# [Excerpt to read]
+--
Source: https://arxiv.org/abs/1711.05225

I encourage you to read the paper. My first impression was that it was a pretty standard application of well-understood principles of convolutional deep networks in the context of semantically-segmented images with discrete, categorical labels. In my view (and that of others), the biggest and most meaningful contribution of this work is actually the dataset; the task of assembling such a large, clinically-validated chest X-ray image dataset was nothing short of Herculean (over 112,000 frontal chest X-ray images from over 30,000 patients) .

From a translational standpoint, though, things are a little murkier. There were some questions about the method through which labels were obtained (a small number were done manually, but the majority were obtained through natural language processing of the associated radiography reports). There were concerns the real-life gradations between certain diagnostic categories weren’t reflected in the model. Even the model itself came under some criticism. Check out the various critiques in detail.
+--
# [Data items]
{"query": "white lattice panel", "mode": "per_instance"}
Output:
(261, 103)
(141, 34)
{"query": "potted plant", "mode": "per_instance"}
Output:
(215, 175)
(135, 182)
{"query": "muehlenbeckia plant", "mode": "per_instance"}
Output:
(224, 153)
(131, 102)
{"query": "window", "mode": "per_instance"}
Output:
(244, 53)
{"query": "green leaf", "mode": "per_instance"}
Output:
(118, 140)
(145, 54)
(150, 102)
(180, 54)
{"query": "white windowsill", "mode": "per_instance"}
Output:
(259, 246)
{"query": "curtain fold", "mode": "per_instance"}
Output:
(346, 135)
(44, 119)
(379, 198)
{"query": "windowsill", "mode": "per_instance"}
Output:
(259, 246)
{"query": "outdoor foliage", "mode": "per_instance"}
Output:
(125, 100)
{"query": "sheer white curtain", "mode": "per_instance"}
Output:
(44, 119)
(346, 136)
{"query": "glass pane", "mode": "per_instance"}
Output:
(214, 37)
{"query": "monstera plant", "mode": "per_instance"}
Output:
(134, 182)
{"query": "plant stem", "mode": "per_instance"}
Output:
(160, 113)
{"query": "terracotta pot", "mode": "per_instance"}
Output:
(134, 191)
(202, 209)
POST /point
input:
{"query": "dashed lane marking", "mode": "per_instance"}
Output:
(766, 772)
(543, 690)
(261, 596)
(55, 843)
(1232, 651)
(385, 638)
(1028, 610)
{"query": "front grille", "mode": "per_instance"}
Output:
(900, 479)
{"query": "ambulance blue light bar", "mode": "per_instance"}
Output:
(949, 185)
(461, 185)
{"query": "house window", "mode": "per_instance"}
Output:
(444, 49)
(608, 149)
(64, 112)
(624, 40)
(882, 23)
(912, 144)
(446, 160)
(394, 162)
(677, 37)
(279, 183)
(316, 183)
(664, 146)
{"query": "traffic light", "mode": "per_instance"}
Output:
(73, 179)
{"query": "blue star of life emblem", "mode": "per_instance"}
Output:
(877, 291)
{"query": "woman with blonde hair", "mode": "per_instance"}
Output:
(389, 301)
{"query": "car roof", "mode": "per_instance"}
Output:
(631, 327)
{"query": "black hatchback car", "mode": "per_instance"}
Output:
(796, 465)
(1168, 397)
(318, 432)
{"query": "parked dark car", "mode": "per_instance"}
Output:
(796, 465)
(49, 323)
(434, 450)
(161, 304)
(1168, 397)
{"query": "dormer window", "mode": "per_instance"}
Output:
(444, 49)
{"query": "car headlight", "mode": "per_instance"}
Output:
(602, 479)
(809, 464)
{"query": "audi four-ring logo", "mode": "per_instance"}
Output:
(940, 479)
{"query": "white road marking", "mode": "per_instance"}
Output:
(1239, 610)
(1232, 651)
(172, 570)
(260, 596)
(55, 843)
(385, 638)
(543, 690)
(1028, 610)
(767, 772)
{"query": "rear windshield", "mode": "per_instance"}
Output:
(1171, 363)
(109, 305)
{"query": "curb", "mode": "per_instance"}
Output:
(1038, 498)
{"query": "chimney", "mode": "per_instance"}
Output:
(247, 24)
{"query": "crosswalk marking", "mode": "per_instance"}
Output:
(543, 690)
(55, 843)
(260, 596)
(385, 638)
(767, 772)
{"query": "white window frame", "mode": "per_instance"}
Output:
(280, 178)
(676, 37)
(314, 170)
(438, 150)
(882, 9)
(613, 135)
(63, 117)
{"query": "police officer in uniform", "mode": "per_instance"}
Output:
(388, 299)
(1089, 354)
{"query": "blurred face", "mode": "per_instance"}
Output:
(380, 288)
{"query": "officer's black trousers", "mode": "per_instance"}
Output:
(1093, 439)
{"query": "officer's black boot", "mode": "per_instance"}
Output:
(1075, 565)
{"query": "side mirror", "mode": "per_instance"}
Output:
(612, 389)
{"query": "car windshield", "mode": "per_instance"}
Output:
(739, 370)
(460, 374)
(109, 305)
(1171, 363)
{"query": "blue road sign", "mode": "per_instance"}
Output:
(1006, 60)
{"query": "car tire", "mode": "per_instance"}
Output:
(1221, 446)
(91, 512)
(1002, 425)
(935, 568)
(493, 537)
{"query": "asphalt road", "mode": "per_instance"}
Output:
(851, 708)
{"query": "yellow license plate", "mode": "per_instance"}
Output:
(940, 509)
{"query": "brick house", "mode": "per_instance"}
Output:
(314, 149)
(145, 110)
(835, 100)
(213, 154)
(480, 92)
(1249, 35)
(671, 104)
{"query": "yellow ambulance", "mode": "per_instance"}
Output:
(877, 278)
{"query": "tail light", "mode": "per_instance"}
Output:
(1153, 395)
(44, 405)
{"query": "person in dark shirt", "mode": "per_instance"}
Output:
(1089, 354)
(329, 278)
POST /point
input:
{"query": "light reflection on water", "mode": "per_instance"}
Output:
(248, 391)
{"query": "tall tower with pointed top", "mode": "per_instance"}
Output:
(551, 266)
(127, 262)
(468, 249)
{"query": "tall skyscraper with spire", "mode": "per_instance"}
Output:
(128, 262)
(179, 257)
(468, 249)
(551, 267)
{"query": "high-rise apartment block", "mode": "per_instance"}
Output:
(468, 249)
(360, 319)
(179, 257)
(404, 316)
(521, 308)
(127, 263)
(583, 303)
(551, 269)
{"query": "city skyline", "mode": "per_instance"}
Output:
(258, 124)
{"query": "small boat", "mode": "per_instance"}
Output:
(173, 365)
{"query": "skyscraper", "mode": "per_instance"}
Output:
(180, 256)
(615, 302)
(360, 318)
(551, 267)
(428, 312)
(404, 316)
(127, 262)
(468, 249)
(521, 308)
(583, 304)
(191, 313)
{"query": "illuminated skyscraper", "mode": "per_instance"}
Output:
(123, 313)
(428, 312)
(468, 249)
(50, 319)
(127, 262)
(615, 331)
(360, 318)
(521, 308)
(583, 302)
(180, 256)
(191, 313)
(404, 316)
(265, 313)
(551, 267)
+--
# [Exercises to complete]
[A] According to the commentary on the chest X-ray paper, why is the dataset the work's biggest and most meaningful contribution? Answer in one to three sentences.
[B] In the commentary on the chest X-ray paper, copy word for word the passage from "From a translational" up to and including "critiques in detail.".
[C] Continue the commentary on the chest X-ray paper from where it stops.

# [Expected responses]
[A] Assembling such a large, clinically-validated chest X-ray image dataset was a Herculean task. It holds over 112,000 frontal chest X-ray images from over 30,000 patients.

[B]
From a translational standpoint, though, things are a little murkier. There were some questions about the method through which labels were obtained (a small number were done manually, but the majority were obtained through natural language processing of the associated radiography reports). There were concerns the real-life gradations between certain diagnostic categories weren’t reflected in the model. Even the model itself came under some criticism. Check out the various critiques in detail.

[C]
The authors, to their credit, did a great job embracing open and transparent peer review. While the clinical findings of the paper may be a bit overstated — at best, it seems to perform at about the same level as highly-trained clinicians; obviously it outperforms humans without the same level of training — that doesn’t mean it’s not worthy of consideration. As stated, the dataset by itself is a huge achievement, and we shouldn’t expect to “solve” clinical diagnostics in one paper.

This hits on a lot of common themes, but if there’s one take-away from this post, it is the following two essential components:

When working in clinical or translational research, you need a thorough clinical understanding of the problem, and [an] interpretable model[s].

Source: https://imgs.xkcd.com/comics/machine_learning.png

Without getting too into the weeds here, one of the current swirling debates in the machine learning community is about the role of interpretability. There are plenty of articles and blog posts out there, but this one hit home for me (emphasis mine):

What I am against is a tendency of the “deep-learning community” to enter into fields (NLP included) in which they have only a very superficial understanding, and make broad and unsubstantiated claims without taking the time to learn a bit about the problem domain.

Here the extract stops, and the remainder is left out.